**List of tasks:**
1. Summarize the passage on machine learning in smart cities below in two sentences.
2. Decide whether each statement agrees with the passage on machine learning in smart cities below, answering yes or no and quoting the words that settle it: (a) NVIDIA has partnered with 50 AI smart city partners. (b) Machine learning tools for personalization have not yet been used in marketing. (c) Bias and privacy are described as minor concerns for citizens.
[Exercise passage]
If a city is called a smart city it is generally given that it has some kind of IoT and ML machinery in place collects data from various points and sends it all to a central server for further implementation. So, once this data is collected it has to be used in some way.
Consider that information can be used to spot trends when you have enough of it, as seen with big data. This means you can get a pretty clear picture of whatever you want to explore with these tools under your command. For example, having enough information about the grid system of roads in a city can help you eliminate the bottlenecks which can, in turn, reduce city traffic and pollution making it more sustainable and clean.
Art of decision making in artificial intelligence and machine learning
The ability to take optimization decisions can be greatly improved by using machine learning. Machine learning, a subset of artificial intelligence, takes the data generated by apps such as Pedometer, Health MD applications, and internet-enabled cars and uses this data to spot patterns and learn how to optimize the given set of services.
Consider an example of IoT development companies such as NVIDIA. NVIDIA developed smart videos to handle big data analytics and applied machine learning to video streams.
Recently, NVIDIA has partnered with 50 AI smart city partners to utilize technology and improve areas such as road transportation. This system is expected to replace human interpretation by replacing it with ML with increased accuracy and speed. This city brain will process a lot of people’s personal data, including their movements.
As written above, machine learning requires loads of data to process and interpret. This analysis of big data gives the city services important information that will help them serve the people better across different areas of service. One such field of service that is being explored is the personalization of services.
How AI and ML will personalize smart city experiences
Machine learning tools for personalization are already used in marketing. In this space, they are used to predict products one individual might like by connecting it with other similar products through algorithms such as KNN and K-Means.
The same can also be done for smart cities in a bit different implementation. For example, one can aggregate information about the most used roads in a city and then implement a transportation system that aims to divert surplus traffic from the busy roads during rush hours. In this and other similar ways IoT, big data and ML can have great potential in the implementation of smart city projects all over the world.
Even though the process and application of machine learning and artificial intelligence in a smart city seem good enough, they come with drawbacks. One major concern that is always looming over the heads of citizens is the concern of bias and privacy protection.
[/Exercise passage]
[Material supplied]
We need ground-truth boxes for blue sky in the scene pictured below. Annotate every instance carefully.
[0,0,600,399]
[/Material supplied]
[Material supplied]
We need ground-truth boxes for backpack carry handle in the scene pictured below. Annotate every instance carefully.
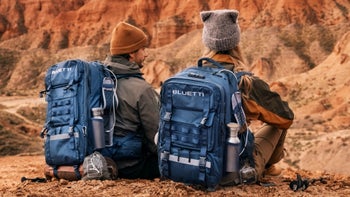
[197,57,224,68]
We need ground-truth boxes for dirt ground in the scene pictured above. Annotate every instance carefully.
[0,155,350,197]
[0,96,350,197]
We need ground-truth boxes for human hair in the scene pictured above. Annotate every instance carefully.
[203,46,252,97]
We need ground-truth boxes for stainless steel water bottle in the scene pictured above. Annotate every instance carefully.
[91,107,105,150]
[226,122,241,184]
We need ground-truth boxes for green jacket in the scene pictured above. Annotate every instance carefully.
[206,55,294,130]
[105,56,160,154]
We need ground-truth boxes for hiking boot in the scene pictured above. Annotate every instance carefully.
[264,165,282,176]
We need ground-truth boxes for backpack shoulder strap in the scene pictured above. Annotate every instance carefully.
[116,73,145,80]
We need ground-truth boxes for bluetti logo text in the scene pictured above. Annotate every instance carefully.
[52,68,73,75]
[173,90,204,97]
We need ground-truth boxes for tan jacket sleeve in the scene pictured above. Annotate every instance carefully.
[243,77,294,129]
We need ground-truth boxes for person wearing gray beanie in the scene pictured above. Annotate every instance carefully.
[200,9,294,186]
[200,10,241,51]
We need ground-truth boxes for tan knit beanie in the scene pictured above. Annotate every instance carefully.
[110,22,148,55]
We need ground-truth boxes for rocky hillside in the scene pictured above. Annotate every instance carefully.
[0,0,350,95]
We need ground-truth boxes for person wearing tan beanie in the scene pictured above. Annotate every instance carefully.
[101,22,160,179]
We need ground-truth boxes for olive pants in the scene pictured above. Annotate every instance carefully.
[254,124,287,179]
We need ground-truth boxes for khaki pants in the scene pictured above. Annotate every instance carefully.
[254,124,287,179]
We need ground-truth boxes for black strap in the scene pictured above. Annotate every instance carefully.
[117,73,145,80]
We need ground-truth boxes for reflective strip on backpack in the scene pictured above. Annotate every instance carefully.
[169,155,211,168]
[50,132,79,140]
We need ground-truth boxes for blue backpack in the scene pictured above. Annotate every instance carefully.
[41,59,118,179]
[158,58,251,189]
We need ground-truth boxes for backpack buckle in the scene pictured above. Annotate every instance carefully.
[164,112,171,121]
[/Material supplied]
**Solutions by task:**
1. Smart cities collect data from various points through IoT and machine learning systems, and machine learning uses that data to spot patterns, optimize services, and personalize them, such as by diverting surplus traffic from busy roads during rush hours. These applications come with drawbacks, chiefly concerns about bias and privacy protection.

2.
(a) Yes: "Recently, NVIDIA has partnered with 50 AI smart city partners to utilize technology and improve areas such as road transportation."
(b) No: "Machine learning tools for personalization are already used in marketing."
(c) No: "One major concern that is always looming over the heads of citizens is the concern of bias and privacy protection."